▸ **What is expected**
In the material below, find every line containing the string "carousel" and return it.

▸ **Supplied material**
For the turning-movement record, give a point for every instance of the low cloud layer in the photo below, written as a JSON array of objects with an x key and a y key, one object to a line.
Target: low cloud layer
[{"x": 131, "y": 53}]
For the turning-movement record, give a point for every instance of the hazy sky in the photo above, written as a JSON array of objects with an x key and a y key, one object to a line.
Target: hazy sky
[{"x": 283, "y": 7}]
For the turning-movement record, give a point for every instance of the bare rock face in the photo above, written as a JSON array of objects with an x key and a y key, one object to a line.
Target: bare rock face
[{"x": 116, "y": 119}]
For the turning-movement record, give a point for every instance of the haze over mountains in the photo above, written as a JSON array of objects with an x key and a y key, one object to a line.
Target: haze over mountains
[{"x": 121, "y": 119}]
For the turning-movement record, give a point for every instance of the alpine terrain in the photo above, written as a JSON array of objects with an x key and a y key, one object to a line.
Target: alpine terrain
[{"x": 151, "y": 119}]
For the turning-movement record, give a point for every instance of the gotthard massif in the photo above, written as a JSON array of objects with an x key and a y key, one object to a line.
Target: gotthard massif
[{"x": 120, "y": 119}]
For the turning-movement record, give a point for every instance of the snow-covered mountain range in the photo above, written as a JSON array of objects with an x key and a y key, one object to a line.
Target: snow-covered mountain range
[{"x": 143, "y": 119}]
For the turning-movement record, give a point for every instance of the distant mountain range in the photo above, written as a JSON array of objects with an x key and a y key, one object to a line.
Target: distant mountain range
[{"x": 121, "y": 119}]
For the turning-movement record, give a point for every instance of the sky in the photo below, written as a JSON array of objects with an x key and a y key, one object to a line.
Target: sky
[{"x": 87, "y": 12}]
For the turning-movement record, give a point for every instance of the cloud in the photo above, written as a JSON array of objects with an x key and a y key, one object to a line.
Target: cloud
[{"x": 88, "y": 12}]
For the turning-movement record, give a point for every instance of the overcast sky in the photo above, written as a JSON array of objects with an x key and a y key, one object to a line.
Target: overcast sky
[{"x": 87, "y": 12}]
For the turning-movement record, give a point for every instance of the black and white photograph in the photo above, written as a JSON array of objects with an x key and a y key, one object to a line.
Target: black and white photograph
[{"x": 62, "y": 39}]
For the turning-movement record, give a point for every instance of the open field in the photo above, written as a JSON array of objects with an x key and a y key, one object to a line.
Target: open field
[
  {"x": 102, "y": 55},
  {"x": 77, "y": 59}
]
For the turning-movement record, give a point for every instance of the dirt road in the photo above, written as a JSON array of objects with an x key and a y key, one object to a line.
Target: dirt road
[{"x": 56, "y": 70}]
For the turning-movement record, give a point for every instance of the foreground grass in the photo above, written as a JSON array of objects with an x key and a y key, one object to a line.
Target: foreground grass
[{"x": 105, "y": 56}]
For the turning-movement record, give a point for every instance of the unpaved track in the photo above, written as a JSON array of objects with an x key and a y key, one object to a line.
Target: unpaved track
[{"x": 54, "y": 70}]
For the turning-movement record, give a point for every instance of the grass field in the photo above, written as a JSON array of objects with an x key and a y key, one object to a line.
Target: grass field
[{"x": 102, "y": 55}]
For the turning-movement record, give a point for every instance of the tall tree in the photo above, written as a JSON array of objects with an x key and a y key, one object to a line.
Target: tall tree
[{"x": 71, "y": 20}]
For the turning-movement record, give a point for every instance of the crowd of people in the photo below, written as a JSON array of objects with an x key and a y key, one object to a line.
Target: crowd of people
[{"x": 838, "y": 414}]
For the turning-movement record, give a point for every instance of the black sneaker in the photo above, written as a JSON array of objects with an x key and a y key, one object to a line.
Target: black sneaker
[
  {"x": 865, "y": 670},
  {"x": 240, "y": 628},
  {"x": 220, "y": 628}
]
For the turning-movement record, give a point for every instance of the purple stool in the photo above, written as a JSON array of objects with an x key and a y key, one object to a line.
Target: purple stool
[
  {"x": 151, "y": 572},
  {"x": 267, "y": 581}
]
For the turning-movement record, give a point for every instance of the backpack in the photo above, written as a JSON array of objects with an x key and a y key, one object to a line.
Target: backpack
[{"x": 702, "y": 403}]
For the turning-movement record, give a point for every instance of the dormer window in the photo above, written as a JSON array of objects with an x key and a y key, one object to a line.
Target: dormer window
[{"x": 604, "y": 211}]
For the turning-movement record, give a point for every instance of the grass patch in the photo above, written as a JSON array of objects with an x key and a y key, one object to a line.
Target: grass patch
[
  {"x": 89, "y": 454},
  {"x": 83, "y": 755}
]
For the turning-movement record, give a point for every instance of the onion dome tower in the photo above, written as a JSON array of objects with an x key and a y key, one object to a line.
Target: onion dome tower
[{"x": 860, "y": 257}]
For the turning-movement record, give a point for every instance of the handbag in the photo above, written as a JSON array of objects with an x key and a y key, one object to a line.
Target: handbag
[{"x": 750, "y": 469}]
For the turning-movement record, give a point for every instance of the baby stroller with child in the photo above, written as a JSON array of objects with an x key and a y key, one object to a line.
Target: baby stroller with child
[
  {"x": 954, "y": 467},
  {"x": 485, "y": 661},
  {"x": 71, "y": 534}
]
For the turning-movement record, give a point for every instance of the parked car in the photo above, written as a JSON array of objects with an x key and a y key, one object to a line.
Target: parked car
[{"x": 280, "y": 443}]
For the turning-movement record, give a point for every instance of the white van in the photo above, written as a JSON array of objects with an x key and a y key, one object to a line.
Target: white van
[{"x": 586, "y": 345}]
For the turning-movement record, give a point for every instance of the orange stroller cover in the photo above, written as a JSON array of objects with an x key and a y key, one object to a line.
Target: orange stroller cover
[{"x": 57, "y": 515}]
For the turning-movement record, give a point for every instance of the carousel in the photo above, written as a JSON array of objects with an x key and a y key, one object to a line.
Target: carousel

▸ **Response to the exercise**
For the turning-movement record, give a point for every instance of the carousel in the photo above, written as a JSON array of objects with an x key and a y key, one object to a line.
Target: carousel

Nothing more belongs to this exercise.